──────── Text provided

Piston Slap: Detonating the Need for Premium Fuel?

Toyota

Adam writes:

Hello, I’m writing in hopes that you can help me find an answer. I bought my 2021 Tacoma (3.5-liter V-6) new and now have approximately 50,000 miles on it. The issue I have is during the warmer months when I am in a low RPM/high load situation. Before the truck downshifts to a lower gear, the engine will ping.

I have only noticed this happening this summer. Now that it has gotten cold here in Wisconsin it has stopped. I talked to my local Toyota dealer and was told little more than a “yeah, you might have to run premium in the summer.”

I have put in 93 octane and the pinging did stop. My question is, why? The 3.5-liter is a dual-injection engine, and the port fuel injection should eliminate any pre-ignition. Nowhere in the owner’s manual does it stress the need for premium fuel. The truck will be out of powertrain warranty soon and I’m trying to resolve this issue now. Any thoughts would be appreciated.

Sajeev answers:

You are right, Adam. This type of engine detonation should not be happening on a 2GR-FKS engine in a Toyota product. As you noted, this engine has both direct and port fuel injection, which should wash away the carbon-building sins of direct injection.

────────────────
──────── Data provided

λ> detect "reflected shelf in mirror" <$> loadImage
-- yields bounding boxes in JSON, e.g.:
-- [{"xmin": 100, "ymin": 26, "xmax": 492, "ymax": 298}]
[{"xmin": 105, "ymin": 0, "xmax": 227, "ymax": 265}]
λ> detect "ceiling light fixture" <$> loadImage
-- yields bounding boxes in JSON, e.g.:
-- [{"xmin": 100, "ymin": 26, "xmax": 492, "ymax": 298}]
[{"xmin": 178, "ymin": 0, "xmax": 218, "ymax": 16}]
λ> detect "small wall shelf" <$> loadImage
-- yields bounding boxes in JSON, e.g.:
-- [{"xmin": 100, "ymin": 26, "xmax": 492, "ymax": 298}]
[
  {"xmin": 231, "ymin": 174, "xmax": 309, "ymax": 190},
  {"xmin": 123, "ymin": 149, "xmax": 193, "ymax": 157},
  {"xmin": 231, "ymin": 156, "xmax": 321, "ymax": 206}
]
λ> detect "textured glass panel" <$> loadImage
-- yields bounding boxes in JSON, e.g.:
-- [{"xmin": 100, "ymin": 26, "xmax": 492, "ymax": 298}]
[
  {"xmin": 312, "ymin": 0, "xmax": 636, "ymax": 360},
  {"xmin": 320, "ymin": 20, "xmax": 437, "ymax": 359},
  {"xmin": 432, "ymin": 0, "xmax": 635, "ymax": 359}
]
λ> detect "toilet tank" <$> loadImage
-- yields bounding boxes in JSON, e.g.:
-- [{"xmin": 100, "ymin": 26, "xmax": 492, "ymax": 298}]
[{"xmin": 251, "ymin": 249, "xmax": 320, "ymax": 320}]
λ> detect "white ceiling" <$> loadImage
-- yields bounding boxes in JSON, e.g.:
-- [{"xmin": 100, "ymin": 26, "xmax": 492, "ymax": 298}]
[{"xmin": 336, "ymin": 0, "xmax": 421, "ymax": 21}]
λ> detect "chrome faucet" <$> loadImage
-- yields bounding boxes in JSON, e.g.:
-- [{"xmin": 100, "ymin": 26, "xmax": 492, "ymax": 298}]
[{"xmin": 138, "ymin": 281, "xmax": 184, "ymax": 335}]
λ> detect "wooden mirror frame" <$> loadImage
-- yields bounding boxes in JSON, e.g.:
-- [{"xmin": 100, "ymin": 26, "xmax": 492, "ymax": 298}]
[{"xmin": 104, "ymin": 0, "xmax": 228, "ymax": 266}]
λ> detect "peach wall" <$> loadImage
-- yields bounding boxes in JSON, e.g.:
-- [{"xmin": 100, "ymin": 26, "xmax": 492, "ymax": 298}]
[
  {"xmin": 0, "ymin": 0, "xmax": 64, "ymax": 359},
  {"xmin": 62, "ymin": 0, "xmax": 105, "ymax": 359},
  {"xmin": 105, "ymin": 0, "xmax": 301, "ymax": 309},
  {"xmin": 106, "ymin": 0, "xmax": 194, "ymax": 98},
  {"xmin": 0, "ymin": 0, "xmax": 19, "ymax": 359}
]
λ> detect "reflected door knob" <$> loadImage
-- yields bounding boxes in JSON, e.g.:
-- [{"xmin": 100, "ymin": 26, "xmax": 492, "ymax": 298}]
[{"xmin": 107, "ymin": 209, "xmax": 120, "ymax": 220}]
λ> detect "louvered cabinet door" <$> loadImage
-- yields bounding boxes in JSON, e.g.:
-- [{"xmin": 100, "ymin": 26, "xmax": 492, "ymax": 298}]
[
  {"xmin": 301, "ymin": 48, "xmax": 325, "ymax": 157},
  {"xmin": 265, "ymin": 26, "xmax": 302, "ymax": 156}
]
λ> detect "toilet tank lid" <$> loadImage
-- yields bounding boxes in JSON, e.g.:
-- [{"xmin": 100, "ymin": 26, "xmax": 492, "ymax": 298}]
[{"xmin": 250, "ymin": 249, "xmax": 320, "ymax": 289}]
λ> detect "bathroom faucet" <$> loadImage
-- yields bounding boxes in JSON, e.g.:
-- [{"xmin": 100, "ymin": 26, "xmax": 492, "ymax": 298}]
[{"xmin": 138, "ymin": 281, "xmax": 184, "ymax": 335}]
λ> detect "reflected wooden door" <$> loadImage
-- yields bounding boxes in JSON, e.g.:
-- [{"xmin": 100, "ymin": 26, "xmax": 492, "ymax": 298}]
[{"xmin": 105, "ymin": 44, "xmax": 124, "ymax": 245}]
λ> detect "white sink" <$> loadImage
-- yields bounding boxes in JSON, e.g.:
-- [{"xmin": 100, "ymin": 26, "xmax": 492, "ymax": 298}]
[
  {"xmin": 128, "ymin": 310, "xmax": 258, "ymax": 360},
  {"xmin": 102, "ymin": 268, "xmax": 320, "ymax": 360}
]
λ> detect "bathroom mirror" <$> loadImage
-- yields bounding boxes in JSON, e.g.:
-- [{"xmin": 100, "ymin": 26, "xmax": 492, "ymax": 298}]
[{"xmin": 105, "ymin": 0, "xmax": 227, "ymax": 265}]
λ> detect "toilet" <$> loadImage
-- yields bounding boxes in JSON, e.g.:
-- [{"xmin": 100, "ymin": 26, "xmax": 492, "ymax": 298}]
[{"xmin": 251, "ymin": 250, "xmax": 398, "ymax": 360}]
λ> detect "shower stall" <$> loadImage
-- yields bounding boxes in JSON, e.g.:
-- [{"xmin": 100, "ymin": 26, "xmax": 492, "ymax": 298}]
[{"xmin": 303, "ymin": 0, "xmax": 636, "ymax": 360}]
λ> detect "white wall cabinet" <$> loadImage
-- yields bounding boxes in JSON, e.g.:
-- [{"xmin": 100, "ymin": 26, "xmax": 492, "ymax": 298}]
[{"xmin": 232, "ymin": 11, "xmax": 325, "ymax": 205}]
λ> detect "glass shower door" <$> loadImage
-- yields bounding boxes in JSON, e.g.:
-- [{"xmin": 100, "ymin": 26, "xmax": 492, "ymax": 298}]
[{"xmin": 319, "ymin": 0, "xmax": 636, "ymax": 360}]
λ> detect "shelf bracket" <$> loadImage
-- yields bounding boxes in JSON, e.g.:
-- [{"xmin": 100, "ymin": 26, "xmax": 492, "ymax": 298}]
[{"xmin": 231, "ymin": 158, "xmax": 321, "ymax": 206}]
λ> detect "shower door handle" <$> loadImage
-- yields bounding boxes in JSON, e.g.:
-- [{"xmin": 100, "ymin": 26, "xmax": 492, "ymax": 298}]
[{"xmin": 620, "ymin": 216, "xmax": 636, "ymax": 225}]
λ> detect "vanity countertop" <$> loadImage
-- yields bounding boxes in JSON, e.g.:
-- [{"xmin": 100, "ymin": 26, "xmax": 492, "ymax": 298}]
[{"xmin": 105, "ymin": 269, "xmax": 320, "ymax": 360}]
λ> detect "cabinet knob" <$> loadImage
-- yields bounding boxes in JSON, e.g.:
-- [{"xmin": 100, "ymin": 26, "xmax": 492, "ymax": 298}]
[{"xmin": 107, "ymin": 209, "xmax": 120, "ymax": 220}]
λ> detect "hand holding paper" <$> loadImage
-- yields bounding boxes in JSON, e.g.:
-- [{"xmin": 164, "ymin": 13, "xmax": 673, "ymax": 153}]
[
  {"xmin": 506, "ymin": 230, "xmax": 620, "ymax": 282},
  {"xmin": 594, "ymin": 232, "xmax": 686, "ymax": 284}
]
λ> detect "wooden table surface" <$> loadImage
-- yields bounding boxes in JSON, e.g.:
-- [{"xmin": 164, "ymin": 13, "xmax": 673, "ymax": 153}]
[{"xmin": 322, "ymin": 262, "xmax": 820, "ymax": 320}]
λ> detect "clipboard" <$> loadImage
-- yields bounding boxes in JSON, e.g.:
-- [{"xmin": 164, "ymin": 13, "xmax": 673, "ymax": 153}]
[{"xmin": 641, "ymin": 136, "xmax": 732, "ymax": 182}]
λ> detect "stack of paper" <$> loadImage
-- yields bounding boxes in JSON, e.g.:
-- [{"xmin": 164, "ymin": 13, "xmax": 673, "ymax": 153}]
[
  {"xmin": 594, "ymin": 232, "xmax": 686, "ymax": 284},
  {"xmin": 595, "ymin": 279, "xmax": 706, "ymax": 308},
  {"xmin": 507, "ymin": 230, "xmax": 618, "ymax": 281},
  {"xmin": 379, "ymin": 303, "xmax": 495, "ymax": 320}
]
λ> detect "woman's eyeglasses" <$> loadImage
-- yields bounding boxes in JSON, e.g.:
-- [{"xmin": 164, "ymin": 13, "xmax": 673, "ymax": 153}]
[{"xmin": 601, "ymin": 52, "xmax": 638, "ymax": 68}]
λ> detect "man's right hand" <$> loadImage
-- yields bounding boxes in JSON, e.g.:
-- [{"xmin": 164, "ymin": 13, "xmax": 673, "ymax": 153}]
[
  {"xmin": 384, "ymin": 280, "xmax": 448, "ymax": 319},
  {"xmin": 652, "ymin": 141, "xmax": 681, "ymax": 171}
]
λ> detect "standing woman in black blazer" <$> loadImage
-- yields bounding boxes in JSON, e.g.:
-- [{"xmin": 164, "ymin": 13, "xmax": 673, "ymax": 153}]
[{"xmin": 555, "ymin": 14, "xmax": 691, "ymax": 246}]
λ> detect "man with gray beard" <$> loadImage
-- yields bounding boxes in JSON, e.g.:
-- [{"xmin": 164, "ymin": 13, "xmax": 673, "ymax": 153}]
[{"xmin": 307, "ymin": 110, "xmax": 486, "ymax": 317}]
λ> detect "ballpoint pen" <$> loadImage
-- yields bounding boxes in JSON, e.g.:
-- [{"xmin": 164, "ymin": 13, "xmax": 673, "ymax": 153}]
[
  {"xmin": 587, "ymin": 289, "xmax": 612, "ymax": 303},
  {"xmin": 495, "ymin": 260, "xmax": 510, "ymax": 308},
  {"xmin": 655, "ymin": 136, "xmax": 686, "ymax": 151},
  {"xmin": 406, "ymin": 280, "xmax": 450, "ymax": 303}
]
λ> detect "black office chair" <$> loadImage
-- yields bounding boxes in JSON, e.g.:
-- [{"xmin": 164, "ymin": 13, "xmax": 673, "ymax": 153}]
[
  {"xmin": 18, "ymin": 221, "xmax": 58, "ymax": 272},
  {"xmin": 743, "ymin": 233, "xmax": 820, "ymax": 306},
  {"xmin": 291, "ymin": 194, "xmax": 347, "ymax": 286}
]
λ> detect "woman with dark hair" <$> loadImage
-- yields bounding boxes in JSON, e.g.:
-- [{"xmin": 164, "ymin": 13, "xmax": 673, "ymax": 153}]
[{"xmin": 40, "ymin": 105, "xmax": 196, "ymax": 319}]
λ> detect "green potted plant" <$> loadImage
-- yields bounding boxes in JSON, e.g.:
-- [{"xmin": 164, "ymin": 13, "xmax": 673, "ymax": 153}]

────────────────

- [What to do]
1) In the Piston Slap column about the Tacoma, what octane fuel made the pinging stop?
2) Transcribe the part of the Piston Slap column that runs from "Hello, I’m writing" to "engine will ping.".

- [Solutions below]
1) 93 octane.

2)
Hello, I’m writing in hopes that you can help me find an answer. I bought my 2021 Tacoma (3.5-liter V-6) new and now have approximately 50,000 miles on it. The issue I have is during the warmer months when I am in a low RPM/high load situation. Before the truck downshifts to a lower gear, the engine will ping.